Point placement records
+ + + +
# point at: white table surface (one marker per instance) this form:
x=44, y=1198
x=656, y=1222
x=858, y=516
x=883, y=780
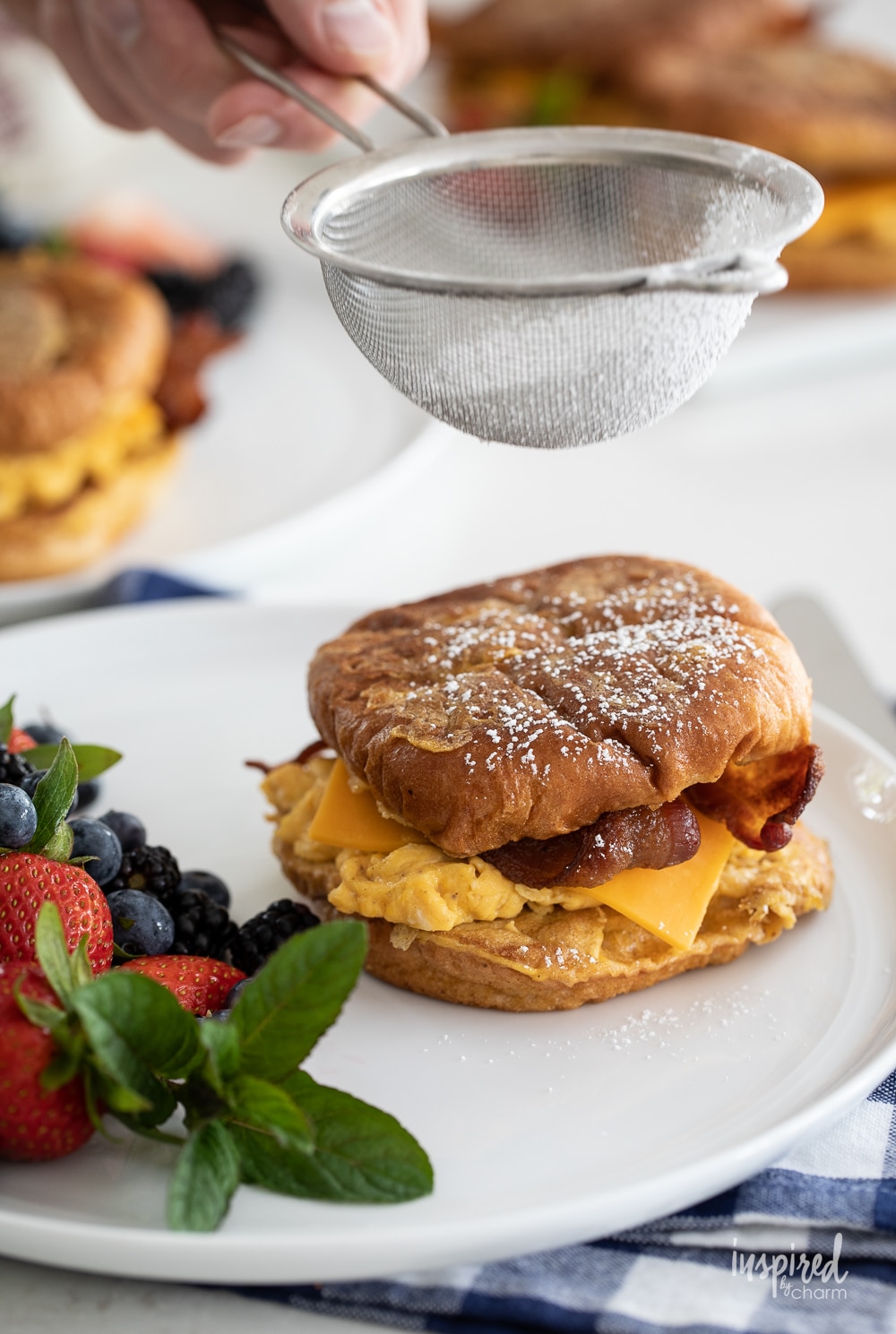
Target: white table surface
x=780, y=477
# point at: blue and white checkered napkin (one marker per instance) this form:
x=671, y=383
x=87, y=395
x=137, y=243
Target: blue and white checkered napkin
x=806, y=1247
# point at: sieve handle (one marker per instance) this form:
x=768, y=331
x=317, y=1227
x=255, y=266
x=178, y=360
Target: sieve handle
x=409, y=109
x=747, y=272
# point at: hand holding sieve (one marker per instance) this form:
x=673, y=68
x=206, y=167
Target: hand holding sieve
x=544, y=287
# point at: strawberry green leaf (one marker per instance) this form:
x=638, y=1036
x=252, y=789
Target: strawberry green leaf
x=82, y=970
x=54, y=796
x=65, y=1066
x=138, y=1033
x=38, y=1011
x=52, y=954
x=223, y=1047
x=262, y=1106
x=5, y=720
x=205, y=1177
x=92, y=761
x=297, y=997
x=145, y=1018
x=59, y=845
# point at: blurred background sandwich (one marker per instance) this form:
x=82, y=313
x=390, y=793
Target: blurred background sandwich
x=757, y=71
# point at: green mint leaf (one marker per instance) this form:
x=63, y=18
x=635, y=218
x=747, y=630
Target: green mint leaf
x=362, y=1156
x=364, y=1151
x=223, y=1046
x=297, y=997
x=54, y=796
x=52, y=954
x=5, y=720
x=205, y=1177
x=260, y=1106
x=92, y=761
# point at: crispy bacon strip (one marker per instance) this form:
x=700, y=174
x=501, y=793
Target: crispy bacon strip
x=194, y=339
x=762, y=802
x=592, y=856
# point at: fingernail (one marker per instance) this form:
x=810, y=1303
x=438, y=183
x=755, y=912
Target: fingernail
x=122, y=21
x=251, y=133
x=358, y=26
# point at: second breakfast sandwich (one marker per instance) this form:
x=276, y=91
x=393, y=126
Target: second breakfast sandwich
x=560, y=786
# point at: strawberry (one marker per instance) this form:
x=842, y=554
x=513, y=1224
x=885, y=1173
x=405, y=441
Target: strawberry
x=35, y=1123
x=200, y=985
x=27, y=881
x=19, y=741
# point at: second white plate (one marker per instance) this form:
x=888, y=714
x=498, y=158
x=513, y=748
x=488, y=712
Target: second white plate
x=543, y=1129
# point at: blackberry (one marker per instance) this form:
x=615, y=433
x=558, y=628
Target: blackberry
x=231, y=294
x=151, y=869
x=202, y=926
x=227, y=295
x=257, y=938
x=208, y=883
x=13, y=769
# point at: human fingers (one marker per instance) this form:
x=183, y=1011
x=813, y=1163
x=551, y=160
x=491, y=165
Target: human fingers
x=159, y=57
x=343, y=36
x=383, y=38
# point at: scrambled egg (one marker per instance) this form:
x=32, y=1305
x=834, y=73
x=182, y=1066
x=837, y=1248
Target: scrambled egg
x=48, y=479
x=417, y=884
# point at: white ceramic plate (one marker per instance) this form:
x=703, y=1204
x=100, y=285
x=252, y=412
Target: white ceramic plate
x=297, y=414
x=543, y=1129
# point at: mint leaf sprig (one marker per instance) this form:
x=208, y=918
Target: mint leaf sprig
x=250, y=1115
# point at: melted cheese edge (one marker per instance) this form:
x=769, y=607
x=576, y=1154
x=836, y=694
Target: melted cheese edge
x=48, y=479
x=392, y=873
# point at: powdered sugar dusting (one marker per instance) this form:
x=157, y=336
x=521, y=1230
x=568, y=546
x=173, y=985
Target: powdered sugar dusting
x=584, y=671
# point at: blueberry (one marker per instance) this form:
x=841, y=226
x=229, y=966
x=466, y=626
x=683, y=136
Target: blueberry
x=44, y=734
x=128, y=827
x=208, y=883
x=87, y=793
x=140, y=924
x=93, y=838
x=18, y=817
x=235, y=993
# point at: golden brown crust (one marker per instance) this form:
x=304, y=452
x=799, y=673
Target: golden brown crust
x=849, y=263
x=596, y=35
x=562, y=960
x=833, y=111
x=531, y=706
x=43, y=543
x=109, y=338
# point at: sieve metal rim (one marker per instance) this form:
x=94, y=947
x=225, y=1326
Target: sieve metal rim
x=308, y=206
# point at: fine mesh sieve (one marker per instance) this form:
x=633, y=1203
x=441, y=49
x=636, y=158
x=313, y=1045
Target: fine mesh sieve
x=547, y=287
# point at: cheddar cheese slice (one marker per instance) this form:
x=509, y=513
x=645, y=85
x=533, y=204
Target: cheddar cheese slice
x=352, y=819
x=669, y=903
x=672, y=902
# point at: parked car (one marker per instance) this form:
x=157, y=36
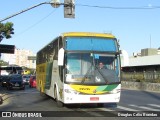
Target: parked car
x=15, y=82
x=32, y=81
x=26, y=79
x=4, y=80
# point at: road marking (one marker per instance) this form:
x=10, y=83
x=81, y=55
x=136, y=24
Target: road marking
+ + + +
• [WHAT YOU SHOULD DO] Can you give the lines of the records as a JSON list of strings, one string per line, blank lines left out? Begin at the line that contains "# point at: sieve metal" and stop after the line that contains "x=672, y=902".

• [SOLUTION BELOW]
[
  "# point at: sieve metal rim (one marker per instance) this form:",
  "x=94, y=947",
  "x=225, y=1326",
  "Target: sieve metal rim",
  "x=308, y=206",
  "# point at: fine mesh sieve (one marker per instance) this form:",
  "x=633, y=1203",
  "x=441, y=49",
  "x=636, y=158",
  "x=313, y=1045",
  "Target: fine mesh sieve",
  "x=547, y=287",
  "# point at: cheddar cheese slice (one marker per instance) this form:",
  "x=509, y=513",
  "x=645, y=85",
  "x=533, y=204",
  "Target: cheddar cheese slice",
  "x=352, y=819",
  "x=669, y=903",
  "x=672, y=902"
]